* **ТЕКСТ**:
_ _ _ _

6 августа 2021

Сергей Самодов: «Директор должен говорить с творцами на одном языке»

Архангельский театр драмы вошел в лонг-лист премии «Звезда театрала», где он представлен сразу в двух номинациях. Претендентом на награду «Лучший директор» стал Сергей Самодов, а лучшим социальным проектом может стать инклюзивный спектакль «Питер Пэн» театра и благотворительной организации «Время добра». Мы поговорили с Сергеем Самодовым о важности премий для региональных театров, нюансах работы директора и реализации творческих идей.

Сергей Самодов: «Директор должен говорить с творцами на одном языке»

– Это была ваша инициатива заявить театр на конкурс?

– Нет, голосуют и заявки направляют непосредственно зрители, а дальше уже оргкомитет их отбирает по количеству голосов. Единственное, что мы сделали в этот раз, – дали информацию людям, что есть такая премия, что сам театр не может туда заявляться, но если им интересно то, чем мы занимаемся, и они бы хотели, чтобы их мнение учитывалось, то можно принимать участие.

– В чем цель участия в этом конкурсе?

– Как любой конкурс, премия – это признание, мотивация. Мы понимаем, что не зря занимаемся своей работой, трудимся.

– Насколько важно это для регионального театра?

– Нужно всеми силами показывать, что являешься частью одной театральной экосистемы. У нас более шестисот театров по России, не включая независимые. Если взять в расчет еще их, то, может быть, театров будет уже около тысячи. Среди всех этих театров нужно заявлять о себе. А как заявлять? Не только гастролями и крупными проектами. Это помогают делать фестивали, премии, форумы.

– В этом году исполнилось пять лет с тех пор, как вы стали директором Архангельского театра драмы. Какие цели вы для себя ставили в начале работы?

_ _ _ _

* **СПИСОК ЗАДАНИЙ**:
1) Перечислите все названия, взятые в кавычки-«елочки», в абзаце интервью с Сергеем Самодовым, который начинается словами «Архангельский театр драмы вошел».
2) Пожалуйста, дословно перепишите фрагмент интервью с Сергеем Самодовым, начиная со слов «6 августа 2021» и далее вплоть до слов «реализации творческих идей.».
3) Допишите продолжение интервью с Сергеем Самодовым с того места, где оно обрывается.

_ _ _ _

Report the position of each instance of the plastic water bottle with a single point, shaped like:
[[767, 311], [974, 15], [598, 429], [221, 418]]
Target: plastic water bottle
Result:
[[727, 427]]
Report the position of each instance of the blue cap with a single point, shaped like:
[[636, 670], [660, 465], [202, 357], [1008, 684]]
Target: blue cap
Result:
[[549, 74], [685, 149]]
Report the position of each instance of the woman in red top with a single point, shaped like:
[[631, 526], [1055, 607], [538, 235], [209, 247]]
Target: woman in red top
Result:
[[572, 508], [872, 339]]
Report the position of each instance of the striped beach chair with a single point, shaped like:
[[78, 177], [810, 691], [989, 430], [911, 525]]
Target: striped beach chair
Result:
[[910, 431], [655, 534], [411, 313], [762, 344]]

_ _ _ _

* **ОТВЕТЫ ПО ЗАДАНИЯМ**:
1) «Звезда театрала», «Лучший директор», «Питер Пэн», «Время добра»

2)
6 августа 2021

Сергей Самодов: «Директор должен говорить с творцами на одном языке»

Архангельский театр драмы вошел в лонг-лист премии «Звезда театрала», где он представлен сразу в двух номинациях. Претендентом на награду «Лучший директор» стал Сергей Самодов, а лучшим социальным проектом может стать инклюзивный спектакль «Питер Пэн» театра и благотворительной организации «Время добра». Мы поговорили с Сергеем Самодовым о важности премий для региональных театров, нюансах работы директора и реализации творческих идей.

3)
– Самая главная цель – устойчивое финансовое состояние театра, потому что он был в долгах как в шелках. На любой шаг, на любую инициативу развития театра всегда был ответ: «У нас нет денег – мы в долгах». Вторая задача была сделать наш театр одним из ведущих региональных театров страны. А это значит постоянное участие в фестивалях, лонг-листы, премии, приезд к нам критиков и продюсеров для обмена опытом. То есть создание культурного яблочного пирога, точки кипения в творческом смысле слова. Вроде как удалось все, а остальное – такие мелочи.

– Как вы принимаете решение, какие спектакли хотели бы привезти в Архангельск?

– Во-первых, если я понимаю, что спектакль хороший. Сложно иногда многое называть театром, спектаклем. Это скорее некое художественное высказывание. Я коллегам говорю, что мы пока, наверное, не нашли тот понятийный аппарат, многое не можем еще назвать и все время называем это новой формой театра. Но необязательно называть все новой формой театра, для того чтобы показать, что это хорошо. Это может быть талантливым и ценностным художественным высказыванием, не будучи формой театра. Могут быть какие-то театральные принципы приняты, использованы, но это уже не театр – это что-то другое.

Для театра, как говорил Аристотель, нужно, чтобы один человек играл роль другого и чтобы кто-то это видел. Вот и вся суть театра. Другое дело, что здесь больше перформанса, художественного воплощения. Где музей, где экспозиция, где перформанс, где художественное произведение, где театр. Это скорее всего смесь.

Нам, наверное, нужно говорить о новом понятийном аппарате, иначе мы просто каждый год будем говорить о новой форме театра, которая якобы убивает старую форму, хотя на самом деле это все обогащение. Такое обогащение приемов пошло еще со времен Чехова, когда театр изменился. Был театр Щепкина, потом театр Станиславского, потом были Мейерхольд, Вахтангов, Таиров, а там еще и дадаисты пришли, и футуристы, и все прочее. Это все театр, и каждая форма театра норовит сказать, что она такая прогрессивная, что сейчас убьет все старое и на этой форме взрастет, а на самом деле оно обогащает. И  более того, становится гумусом для следующей формы.

Наверное, я могу сказать, что за пять лет знаю зрителя, который у нас есть. Знаю, чего он хочет и что уже способен понять. Зритель ведь тоже развивается, умнеет, мы ему помогаем, мы идем вместе с ним. Я понимаю, что зритель уже готов воспринять вот такую форму. И опять-таки чем больше зритель воспринимает различных форм, тем он становится опытнее, тем нам проще с ним потом в дальнейшем взаимодействовать, не идя на какие-то компромиссы, а занимаясь чисто актом искусства.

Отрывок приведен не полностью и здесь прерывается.